=== Extrait fourni ===

Et quand on demande à plusieurs de la foule amassée au niveau du service des passeports la raison qui les a poussé à chercher subitement ce titre de voyage, certains se donnent se donnent dans la langue de bois, préférant répondre mollement : « Nous avons un voyage en vue ».
Mais dans le lot, certains jeunes, frustrés, affirment clairement avoir besoin du passeport pour jouer à la Loterie visa, dans l’espoir de partir aux Etats-Unis, une fois retenus.
« C’est la condition cette année et nous n’avons pas le choix. C’est pour cela que nous sommes ici pour faire le dépôt. Dans deux semaines, si on arrive à avoir le passeport, on peut faire les inscriptions en ligne… », lâche Gagnon, venu de Tsévié pour la circonstance.
En effet, l’affluence au niveau du service des passeports coïncide avec le lancement en ce début octobre des inscriptions au DV Lottery par l’administration américaine. Selon les nouvelles conditions en vigueur, il faut impérativement posséder un passeport en cours de validité pour participer à la loterie.
Mais cette affluence soudaine cause des soucis à plusieurs autres citoyens qui n’ont pas envie de jouer à la Loterie Visa mais qui cherchent le passeport ou qui sont là pour le renouveler.
« Moi je suis là pour le renouvellement de mon passeport. Mais avec ce qui se passe actuellement, je pense vraiment je suis dans des problèmes… », nous a soufflé sur place un commerçant togolais qui a un voyage en vue.
Démarrées le 2 octobre, les inscriptions pour la DV Lottery 2021 prendront fin le 5 novembre 2019. Il reste alors encore peu de temps pour les personnes désireuses de rejoindre le pays de l’oncle Sam. Et l’engouement au niveau du service des passeports ne cessera pas de sitôt.
A la Direction générale de la documentation nationale (DGDN), on fait l’essentiel pour servir tout le monde. D’autres guichets sont créés pour la circonstance. Mais insuffisant pour décongestionner le lieu. Il y a toujours foule jusqu’à sur la bretelle qui mène vers Klikamé.
« La plus belle fille ne peut donner que ce qu’elle a. Nous essayons de servir tout le monde selon les normes. On ne pourra pas faire autrement même si notre désir de délivrer le document à tous les citoyens togolais qui en font la demande », a commenté un haut placé de la DGDN.

=== Données fournies ===

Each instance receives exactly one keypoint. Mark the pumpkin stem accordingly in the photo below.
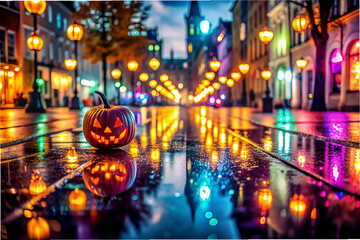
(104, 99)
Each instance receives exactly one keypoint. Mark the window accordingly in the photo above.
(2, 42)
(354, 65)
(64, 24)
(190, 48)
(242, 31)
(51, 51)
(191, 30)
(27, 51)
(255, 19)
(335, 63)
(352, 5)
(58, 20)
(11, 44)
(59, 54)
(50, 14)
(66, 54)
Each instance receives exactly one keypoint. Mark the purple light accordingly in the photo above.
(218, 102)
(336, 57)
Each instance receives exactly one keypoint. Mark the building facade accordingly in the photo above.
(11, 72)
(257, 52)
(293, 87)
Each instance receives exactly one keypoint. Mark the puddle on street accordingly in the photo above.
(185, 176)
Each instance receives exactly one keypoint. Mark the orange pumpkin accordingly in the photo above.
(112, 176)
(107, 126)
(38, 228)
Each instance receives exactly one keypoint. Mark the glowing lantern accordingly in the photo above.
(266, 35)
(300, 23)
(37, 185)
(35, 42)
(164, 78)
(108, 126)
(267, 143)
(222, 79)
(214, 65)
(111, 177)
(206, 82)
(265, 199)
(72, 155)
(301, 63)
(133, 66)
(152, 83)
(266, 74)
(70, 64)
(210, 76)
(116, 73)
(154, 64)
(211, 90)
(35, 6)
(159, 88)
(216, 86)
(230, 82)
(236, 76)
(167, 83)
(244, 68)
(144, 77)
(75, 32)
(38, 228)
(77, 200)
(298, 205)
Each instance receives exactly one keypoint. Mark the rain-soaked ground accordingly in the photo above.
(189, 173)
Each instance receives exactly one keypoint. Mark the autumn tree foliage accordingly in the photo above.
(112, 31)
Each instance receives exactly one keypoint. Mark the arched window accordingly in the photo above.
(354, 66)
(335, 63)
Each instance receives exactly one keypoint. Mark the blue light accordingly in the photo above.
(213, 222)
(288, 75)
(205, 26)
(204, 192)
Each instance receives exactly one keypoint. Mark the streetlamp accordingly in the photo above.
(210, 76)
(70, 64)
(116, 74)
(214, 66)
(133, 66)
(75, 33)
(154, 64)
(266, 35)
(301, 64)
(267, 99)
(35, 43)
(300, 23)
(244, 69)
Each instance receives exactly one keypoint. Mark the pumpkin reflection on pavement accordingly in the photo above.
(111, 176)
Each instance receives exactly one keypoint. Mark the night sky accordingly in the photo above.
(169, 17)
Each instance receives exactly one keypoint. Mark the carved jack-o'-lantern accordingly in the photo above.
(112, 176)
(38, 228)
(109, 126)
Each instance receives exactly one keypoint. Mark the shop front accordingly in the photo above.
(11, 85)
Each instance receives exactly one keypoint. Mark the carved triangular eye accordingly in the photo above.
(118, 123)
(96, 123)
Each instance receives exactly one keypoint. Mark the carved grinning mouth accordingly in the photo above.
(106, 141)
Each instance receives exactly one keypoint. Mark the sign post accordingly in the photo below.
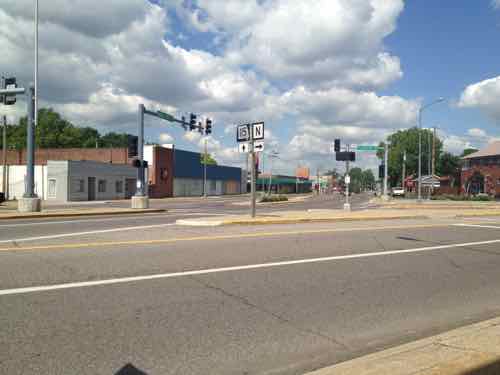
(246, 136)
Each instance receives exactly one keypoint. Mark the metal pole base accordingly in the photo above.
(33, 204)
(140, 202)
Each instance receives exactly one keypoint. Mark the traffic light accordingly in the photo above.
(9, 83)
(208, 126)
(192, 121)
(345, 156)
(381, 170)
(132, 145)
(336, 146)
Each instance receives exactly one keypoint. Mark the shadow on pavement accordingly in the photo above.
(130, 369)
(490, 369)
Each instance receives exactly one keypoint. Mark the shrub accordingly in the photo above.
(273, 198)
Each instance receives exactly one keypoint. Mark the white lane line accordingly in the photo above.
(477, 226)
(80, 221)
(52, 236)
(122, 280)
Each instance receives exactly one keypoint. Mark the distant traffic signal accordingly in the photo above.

===

• _Consigne_: Recopiez sans modification le passage de l'extrait sur l'affluence au service des passeports compris entre « A la Direction » et « de la DGDN. », bornes incluses. Appuyez-vous uniquement sur l'extrait pour répondre.

• _Résultat attendu_:
A la Direction générale de la documentation nationale (DGDN), on fait l’essentiel pour servir tout le monde. D’autres guichets sont créés pour la circonstance. Mais insuffisant pour décongestionner le lieu. Il y a toujours foule jusqu’à sur la bretelle qui mène vers Klikamé.
« La plus belle fille ne peut donner que ce qu’elle a. Nous essayons de servir tout le monde selon les normes. On ne pourra pas faire autrement même si notre désir de délivrer le document à tous les citoyens togolais qui en font la demande », a commenté un haut placé de la DGDN.